**EXTRAIT**.
Confédération Européenne des Syndicats - Dossier réalisé par Jacques Moisan paru dans L'OS n°739
La Confédération européenne des syndicats (CES) a tenu son congrès du 23 au 26 mai 2023 à Berlin, en Allemagne. Le président de la CES, Laurent Berger, y a soumis au vote une Charte des Valeurs. Elle est présentée comme une véritable résolution de congrès : « La CFDT entend bien garder un rôle central à la CES, comme en témoigne la cinquantaine d’amendements qu’elle a déposés, et son projet d’une « Charte des valeurs » (inspirée de ses propres statuts) réaffirmant l’incompatibilité entre syndicalisme et extrême droite. Retenue par la CES, cette charte devrait donc prendre la forme d’une résolution de congrès, lui conférant ainsi une forte valeur politique et symbolique ». (Source : site CFDT)
La Charte confirme toutes les orientations précédentes de la CES, mais en les aggravant. Il serait fastidieux de citer toutes les « trahisons » de la CES. Une seule suffira. En 2010, c’est une nouvelle contre-réforme des retraites. Dans un éditorial de L’Ouest-Syndicaliste, « les inopportunités de la CES », Patrick Hébert rappelle que « la CES juge inopportune, aujourd’hui, le recul légal ouvrant droit à pension ». Aujourd’hui, mais pas demain, il précise : « que la CES va jusqu’au bout de sa logique d’accompagnement de la politique de l’Union européenne. De fait, elle n'approuve les fonds de pensions qu’avec beaucoup de pudeur, elle les appelle les systèmes privés fondés sur les marchés financiers ».
Ce que fait et dit la CES ne devrait raisonnablement pas surprendre. FO a ses propres statuts… et ça lui suffit. Par un vote d’abstention, FO a refusé de se soumettre. Elle a été la seule à le faire : toutes les autres confédérations, au nombre de 92, ont voté POUR.
L’histoire des statuts de la CFDT
Les statuts de la CFTC à sa création en 1919 font référence à l’encyclique de 1891, Rerum Novarum, sur la condition des ouvriers. La CFTC, dont est issue la CFDT lors de la scission en 1964, ne prêchait pas seulement la collaboration des classes. Elle « revendiquait » le corporatisme, c’est-à-dire l’association Capital-Travail que devait réaliser en 1941 la Charte du travail de Vichy. C’était un handicap pour syndiquer largement. Les statuts sont plusieurs fois « toilettés ». Une première fois, ils ne se réfèrent plus qu’à « l’humanisme chrétien » ; mais c’est toujours un handicap, puis à l’« humanisme ». Notons qu’en 1988, disparait des statuts la référence devenue inutile au « socialisme autogestionnaire » qui a fait couler beaucoup d’encre pour pas grand-chose ; le « socialisme autogestionnaire » n’étant qu’un variant (de gauche) du corporatisme. La doctrine de la CFTC-CFDT ne varie pas (source : site CFDT).
De la Charte du travail à la Charte des valeurs
L’article 7 de la Charte des valeurs proclame : « Europe: la CES soutient et promeut un projet d’intégration européenne et œuvre à consolider le rôle de l’Union européenne en tant qu’union politique capable de garantir la paix, la démocratie et le progrès social ». C’est un projet strictement politique. On n’a pas oublié qu’en 2005, la CES et la CFDT militaient pour le OUI au projet de traité constitutionnel. On se rappelle peut-être moins que notre Confédération, malgré toutes les pressions, avait voté dans les instances de la CES contre ce projet liberticide. La CGT s’abstenait(1). Le NON l’avait emporté largement. On se souvient de la suite.

**LES CONSIGNES**.
• 1. Reproduisez fidèlement un passage du dossier sur la CES, en commençant aux mots « De la Charte du » et en vous arrêtant après « de la suite. ».
• 2. Répondez aux questions suivantes d'après le dossier sur la CES.
(a) Dans quelle ville la CES a-t-elle tenu son congrès de mai 2023 ?
(b) Combien de confédérations, en dehors de FO, ont voté pour ?
(c) En quelle année la CFDT est-elle issue de la CFTC par scission ?
• 3. Reprenez le dossier sur la CES là où il s'arrête et poursuivez-en la rédaction.

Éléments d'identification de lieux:
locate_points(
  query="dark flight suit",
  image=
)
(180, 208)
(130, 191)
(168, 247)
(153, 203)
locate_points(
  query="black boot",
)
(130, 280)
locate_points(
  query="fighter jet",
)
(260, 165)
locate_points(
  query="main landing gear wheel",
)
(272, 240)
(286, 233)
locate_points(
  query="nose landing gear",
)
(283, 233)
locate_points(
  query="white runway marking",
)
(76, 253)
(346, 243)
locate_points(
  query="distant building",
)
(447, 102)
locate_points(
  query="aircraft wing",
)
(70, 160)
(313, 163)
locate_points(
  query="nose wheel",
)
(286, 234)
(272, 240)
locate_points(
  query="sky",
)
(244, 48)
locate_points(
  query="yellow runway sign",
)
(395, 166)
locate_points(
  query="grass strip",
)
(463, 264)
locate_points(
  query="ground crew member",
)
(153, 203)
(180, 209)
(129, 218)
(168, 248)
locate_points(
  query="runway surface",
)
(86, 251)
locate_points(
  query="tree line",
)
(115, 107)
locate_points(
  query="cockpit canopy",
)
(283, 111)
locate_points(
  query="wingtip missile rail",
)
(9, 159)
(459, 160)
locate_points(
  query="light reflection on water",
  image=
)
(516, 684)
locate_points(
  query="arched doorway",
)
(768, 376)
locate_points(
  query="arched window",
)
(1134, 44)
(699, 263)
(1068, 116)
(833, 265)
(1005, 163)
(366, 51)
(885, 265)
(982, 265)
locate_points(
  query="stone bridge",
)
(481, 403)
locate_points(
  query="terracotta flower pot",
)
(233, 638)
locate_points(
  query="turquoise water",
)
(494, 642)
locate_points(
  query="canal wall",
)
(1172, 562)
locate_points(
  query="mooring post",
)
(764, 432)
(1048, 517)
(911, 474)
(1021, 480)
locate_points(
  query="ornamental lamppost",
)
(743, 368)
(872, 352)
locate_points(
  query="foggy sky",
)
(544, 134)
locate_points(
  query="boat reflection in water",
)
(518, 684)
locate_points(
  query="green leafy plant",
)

**LISTE DES RÉPONSES**.
• 1.
De la Charte du travail à la Charte des valeurs
L’article 7 de la Charte des valeurs proclame : « Europe: la CES soutient et promeut un projet d’intégration européenne et œuvre à consolider le rôle de l’Union européenne en tant qu’union politique capable de garantir la paix, la démocratie et le progrès social ». C’est un projet strictement politique. On n’a pas oublié qu’en 2005, la CES et la CFDT militaient pour le OUI au projet de traité constitutionnel. On se rappelle peut-être moins que notre Confédération, malgré toutes les pressions, avait voté dans les instances de la CES contre ce projet liberticide. La CGT s’abstenait(1). Le NON l’avait emporté largement. On se souvient de la suite.

• 2.
(a) À Berlin.
(b) 92 confédérations.
(c) En 1964.

• 3.
On lit plus loin : « La CES et ses organisations affiliées accordent une grande importance à leur autonomie par rapport à l’État, aux partis politiques ou aux institutions religieuses et autres ».
L’autonomie ?
Notre Confédération ne se contente pas d’accorder une grande importance à l’indépendance, et non pas l’autonomie, vis-à-vis des Etats, des partis politiques, des institutions religieuses et des institutions internationales, dont la très sainte Union européenne, elle en fait même une question de principe. La Charte d’Amiens et celle du travail rebaptisée « des valeurs »(2) ne sont pas compatibles. Il ne s’agit pas de pinailler sur des questions de vocabulaire. Les pratiques qui en résultent sont opposées. Les syndicats FO défendent les revendications particulières des salariés, des travailleurs et de la jeunesse que le patronat cherche à exploiter toujours plus.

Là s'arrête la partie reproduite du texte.